▸ **DIRECTIONS**
Go line by line through the entries below and copy those containing the string "provide".

[Opening EXTRACTED DATA section]

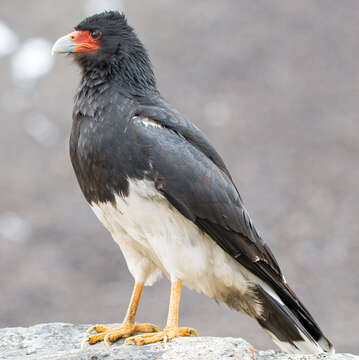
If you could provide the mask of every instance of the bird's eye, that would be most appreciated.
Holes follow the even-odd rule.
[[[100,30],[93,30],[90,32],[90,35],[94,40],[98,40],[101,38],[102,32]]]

[Closing EXTRACTED DATA section]
[Opening EXTRACTED DATA section]

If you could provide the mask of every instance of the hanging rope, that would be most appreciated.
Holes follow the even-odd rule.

[Closing EXTRACTED DATA section]

▸ **RESPONSE TO THIS EXERCISE**
If you could provide the mask of every instance of the bird's eye, that would be most appreciated.
If you could provide the mask of every instance of the hanging rope, that would be most appreciated.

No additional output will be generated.